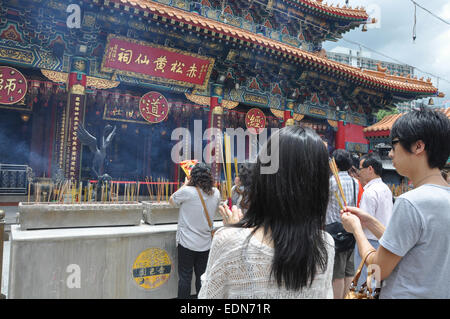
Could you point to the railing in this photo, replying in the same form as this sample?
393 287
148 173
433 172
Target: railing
13 179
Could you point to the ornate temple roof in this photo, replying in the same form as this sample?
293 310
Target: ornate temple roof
319 7
378 80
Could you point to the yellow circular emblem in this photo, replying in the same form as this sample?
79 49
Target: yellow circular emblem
152 268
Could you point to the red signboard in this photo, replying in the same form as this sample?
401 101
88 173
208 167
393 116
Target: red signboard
154 107
154 62
13 85
255 120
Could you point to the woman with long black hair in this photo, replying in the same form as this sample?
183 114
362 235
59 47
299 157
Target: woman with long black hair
193 235
278 249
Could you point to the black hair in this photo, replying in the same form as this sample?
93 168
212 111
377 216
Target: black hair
374 161
343 159
291 204
201 176
430 126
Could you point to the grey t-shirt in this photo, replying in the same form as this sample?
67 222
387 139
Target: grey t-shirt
193 230
419 232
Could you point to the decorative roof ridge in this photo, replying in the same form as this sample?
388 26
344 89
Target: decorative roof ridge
345 11
242 34
385 124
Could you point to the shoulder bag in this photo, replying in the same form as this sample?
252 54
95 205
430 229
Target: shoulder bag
365 292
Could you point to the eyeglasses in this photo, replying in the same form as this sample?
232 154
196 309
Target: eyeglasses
394 142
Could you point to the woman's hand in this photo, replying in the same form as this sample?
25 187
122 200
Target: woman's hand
230 216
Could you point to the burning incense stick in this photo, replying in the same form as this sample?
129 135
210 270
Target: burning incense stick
228 163
334 170
339 201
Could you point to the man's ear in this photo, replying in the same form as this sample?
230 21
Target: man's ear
418 147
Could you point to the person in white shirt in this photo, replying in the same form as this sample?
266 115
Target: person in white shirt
376 200
413 258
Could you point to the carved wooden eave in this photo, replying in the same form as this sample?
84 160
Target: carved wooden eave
93 82
206 101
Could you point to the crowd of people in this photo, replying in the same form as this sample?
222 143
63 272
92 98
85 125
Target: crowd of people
291 235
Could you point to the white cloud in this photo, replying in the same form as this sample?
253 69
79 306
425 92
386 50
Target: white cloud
431 50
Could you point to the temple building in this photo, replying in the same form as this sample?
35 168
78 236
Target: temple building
149 67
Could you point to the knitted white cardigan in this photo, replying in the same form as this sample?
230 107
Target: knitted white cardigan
240 269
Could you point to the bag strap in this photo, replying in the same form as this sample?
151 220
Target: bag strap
354 192
204 207
361 265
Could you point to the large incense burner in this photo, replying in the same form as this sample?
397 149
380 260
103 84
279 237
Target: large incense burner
89 214
163 213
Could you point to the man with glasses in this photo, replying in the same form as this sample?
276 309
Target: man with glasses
376 200
413 258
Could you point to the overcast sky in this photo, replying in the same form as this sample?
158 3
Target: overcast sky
392 36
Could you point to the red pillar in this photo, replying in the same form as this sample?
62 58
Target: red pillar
340 136
76 104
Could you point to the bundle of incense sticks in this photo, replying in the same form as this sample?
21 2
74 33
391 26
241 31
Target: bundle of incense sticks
334 170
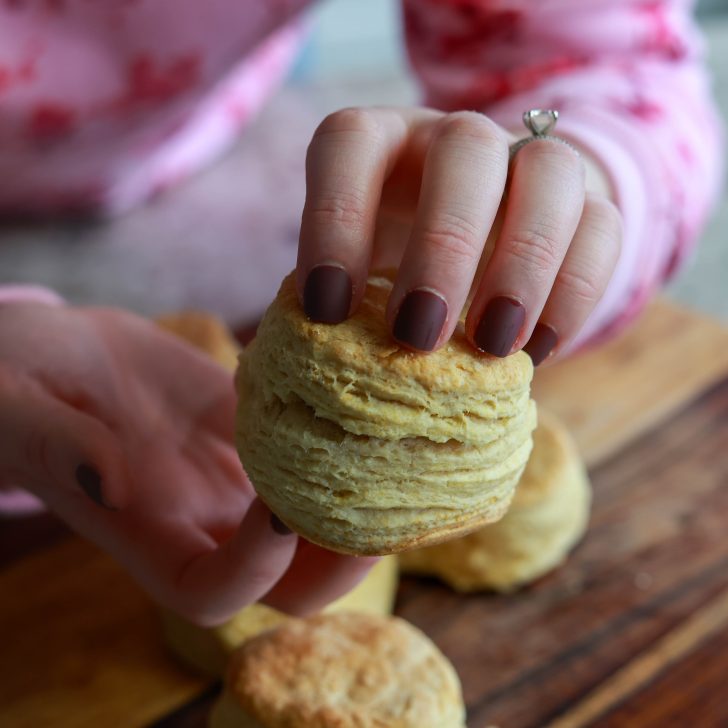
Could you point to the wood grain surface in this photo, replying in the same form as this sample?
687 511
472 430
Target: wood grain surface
632 631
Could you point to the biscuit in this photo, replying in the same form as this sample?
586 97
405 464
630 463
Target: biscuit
207 650
364 447
343 670
548 516
205 332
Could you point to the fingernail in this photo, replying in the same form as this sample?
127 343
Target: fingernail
90 481
420 319
327 294
278 526
542 341
500 325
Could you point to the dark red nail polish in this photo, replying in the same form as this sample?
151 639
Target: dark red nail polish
90 481
278 526
327 294
420 319
542 341
500 325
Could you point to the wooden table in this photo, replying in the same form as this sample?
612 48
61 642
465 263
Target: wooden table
633 631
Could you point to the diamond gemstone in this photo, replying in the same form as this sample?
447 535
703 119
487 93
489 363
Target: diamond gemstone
540 121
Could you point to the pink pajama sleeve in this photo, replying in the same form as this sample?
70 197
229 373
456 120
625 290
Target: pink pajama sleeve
629 81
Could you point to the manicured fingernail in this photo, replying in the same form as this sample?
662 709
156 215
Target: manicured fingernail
90 481
542 341
327 294
278 526
500 325
420 319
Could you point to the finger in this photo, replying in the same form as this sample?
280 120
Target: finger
315 578
64 456
347 162
581 280
543 208
462 184
213 585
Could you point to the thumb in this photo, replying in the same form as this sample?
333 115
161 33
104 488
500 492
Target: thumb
217 583
59 453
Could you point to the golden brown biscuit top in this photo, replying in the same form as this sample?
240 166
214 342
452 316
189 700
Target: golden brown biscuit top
346 670
355 374
553 453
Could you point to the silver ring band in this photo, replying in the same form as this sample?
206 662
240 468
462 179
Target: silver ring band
539 122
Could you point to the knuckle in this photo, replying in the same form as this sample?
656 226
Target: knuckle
472 125
358 121
558 158
455 238
582 286
537 249
343 207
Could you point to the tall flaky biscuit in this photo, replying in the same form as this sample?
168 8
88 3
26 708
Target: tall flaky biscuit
343 670
548 516
366 448
207 649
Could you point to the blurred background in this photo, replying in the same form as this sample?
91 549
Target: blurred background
157 258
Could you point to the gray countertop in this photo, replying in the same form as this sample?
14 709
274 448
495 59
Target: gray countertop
191 247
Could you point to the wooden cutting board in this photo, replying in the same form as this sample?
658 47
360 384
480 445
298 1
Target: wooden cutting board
80 644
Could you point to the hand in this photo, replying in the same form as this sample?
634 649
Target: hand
422 191
126 433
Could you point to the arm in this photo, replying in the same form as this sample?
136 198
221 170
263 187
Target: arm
16 501
633 95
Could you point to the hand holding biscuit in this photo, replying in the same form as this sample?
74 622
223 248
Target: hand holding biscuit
422 190
126 433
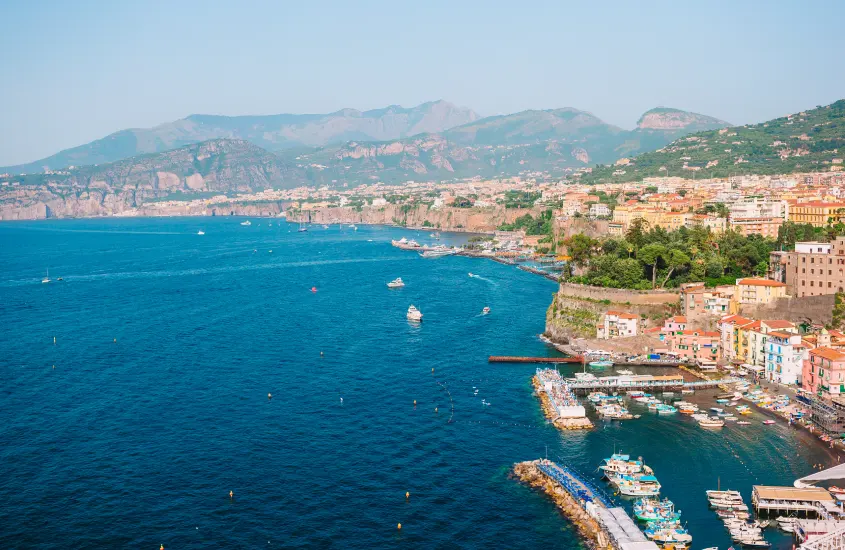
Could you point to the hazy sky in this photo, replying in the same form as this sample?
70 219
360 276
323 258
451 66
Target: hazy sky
77 71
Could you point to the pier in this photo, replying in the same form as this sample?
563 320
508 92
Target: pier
786 500
588 507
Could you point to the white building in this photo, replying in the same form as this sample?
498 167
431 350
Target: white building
599 210
617 324
785 357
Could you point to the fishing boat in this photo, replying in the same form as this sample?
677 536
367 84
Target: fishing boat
712 422
414 314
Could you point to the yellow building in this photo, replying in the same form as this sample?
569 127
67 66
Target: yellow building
753 290
817 213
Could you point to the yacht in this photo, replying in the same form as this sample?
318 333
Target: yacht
414 314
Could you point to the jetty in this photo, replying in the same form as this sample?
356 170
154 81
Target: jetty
592 512
559 402
518 359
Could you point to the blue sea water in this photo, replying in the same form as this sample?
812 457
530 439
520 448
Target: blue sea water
130 430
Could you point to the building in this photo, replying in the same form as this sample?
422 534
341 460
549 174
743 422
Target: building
617 324
695 298
785 356
754 291
694 345
729 336
817 213
599 210
824 372
815 269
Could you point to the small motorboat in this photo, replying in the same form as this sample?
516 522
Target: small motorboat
414 314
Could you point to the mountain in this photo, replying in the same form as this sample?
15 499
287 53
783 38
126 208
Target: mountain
199 170
272 132
807 141
555 141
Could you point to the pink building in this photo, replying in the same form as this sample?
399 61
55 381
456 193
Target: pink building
694 345
824 372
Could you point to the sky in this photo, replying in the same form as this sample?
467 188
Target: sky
77 71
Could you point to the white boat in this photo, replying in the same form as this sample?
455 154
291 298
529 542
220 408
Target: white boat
414 314
437 252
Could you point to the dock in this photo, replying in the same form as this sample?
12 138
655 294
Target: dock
784 501
588 507
518 359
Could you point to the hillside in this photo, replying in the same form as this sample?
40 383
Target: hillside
271 132
199 170
808 141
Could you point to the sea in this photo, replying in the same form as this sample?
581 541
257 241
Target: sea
167 369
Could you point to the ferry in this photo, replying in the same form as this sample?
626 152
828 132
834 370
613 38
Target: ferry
414 314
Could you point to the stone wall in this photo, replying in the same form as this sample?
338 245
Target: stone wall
816 309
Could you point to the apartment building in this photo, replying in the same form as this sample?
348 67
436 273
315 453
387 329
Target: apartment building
815 269
755 290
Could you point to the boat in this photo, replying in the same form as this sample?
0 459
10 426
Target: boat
437 252
396 283
414 314
712 422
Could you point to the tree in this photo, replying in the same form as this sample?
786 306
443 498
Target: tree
650 255
580 248
675 259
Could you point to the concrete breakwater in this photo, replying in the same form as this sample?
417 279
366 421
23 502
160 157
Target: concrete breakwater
588 527
559 404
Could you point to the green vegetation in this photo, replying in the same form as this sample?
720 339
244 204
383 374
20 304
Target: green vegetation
805 142
542 225
656 258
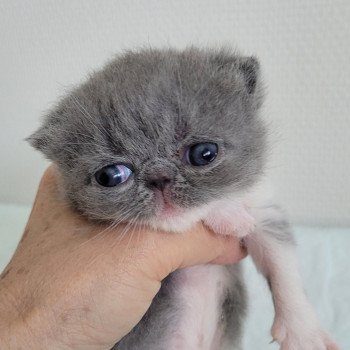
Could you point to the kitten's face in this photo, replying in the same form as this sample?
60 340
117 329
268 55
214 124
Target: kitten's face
156 136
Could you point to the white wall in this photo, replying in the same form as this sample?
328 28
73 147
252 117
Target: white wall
304 47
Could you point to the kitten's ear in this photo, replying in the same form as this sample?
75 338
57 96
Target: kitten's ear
249 67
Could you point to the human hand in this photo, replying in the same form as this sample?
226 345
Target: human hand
73 284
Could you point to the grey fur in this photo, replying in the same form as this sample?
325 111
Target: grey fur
144 108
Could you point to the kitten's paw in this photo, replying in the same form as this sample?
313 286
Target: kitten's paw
300 336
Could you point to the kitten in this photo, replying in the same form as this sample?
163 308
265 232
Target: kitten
167 138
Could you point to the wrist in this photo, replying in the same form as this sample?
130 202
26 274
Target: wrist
20 328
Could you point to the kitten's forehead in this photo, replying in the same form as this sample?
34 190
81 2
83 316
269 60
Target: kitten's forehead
162 97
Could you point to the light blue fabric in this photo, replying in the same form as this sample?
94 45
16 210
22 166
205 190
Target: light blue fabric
324 255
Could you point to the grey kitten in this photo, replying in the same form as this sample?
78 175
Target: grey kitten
167 138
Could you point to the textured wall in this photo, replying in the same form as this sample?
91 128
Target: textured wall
46 46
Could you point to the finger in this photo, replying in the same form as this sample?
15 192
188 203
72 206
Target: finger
197 246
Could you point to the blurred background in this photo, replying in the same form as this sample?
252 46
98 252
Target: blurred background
47 46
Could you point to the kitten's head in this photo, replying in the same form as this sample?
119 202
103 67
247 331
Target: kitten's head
157 135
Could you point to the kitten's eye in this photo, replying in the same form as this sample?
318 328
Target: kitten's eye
202 153
112 175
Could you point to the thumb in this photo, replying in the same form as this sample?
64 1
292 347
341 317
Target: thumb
196 246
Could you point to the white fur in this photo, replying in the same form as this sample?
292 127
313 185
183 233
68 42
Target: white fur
295 325
199 292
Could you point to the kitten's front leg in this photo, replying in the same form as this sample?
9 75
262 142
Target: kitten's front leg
272 248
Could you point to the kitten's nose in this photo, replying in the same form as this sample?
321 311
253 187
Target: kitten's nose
159 182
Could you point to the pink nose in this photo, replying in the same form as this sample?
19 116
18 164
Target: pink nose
159 182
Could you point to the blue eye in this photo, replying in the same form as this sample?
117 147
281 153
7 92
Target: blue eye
112 175
202 153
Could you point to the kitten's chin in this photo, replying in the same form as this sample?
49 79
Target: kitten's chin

■ **What is needed**
Looking through the entries, count the lines that hold the word "chin" and state that count alone.

■ **Exercise response**
2